··· ENTRIES ···
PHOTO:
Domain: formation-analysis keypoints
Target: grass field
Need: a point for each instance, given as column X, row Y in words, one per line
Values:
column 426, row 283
···
··· ENTRIES ···
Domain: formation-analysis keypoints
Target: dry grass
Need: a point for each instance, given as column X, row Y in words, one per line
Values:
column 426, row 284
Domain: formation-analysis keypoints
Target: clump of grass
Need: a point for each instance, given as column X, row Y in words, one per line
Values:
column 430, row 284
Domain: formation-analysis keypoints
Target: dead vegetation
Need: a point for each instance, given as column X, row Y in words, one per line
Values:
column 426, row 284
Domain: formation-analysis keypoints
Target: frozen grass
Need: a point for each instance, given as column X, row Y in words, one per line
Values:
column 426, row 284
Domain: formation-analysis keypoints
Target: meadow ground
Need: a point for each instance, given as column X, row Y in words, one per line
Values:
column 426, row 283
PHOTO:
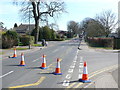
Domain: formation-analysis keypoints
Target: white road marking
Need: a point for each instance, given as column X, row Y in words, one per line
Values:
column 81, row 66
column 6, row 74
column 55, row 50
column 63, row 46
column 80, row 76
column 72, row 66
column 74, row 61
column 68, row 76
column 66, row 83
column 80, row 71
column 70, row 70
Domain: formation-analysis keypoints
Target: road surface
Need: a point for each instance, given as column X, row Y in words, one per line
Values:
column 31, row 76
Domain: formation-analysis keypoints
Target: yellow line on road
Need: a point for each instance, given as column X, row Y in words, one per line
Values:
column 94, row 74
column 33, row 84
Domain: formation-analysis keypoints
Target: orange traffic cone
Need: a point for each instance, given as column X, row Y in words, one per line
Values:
···
··· ENTRIES ···
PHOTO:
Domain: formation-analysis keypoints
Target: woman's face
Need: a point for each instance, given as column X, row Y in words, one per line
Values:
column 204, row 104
···
* **TASK DIRECTIONS**: Find every line in the records that contains the word "grass" and copy each of those lines in full.

* **ANSWER TO THE TASK**:
Target: grass field
Target: dry grass
Target: clump of grass
Target: frozen grass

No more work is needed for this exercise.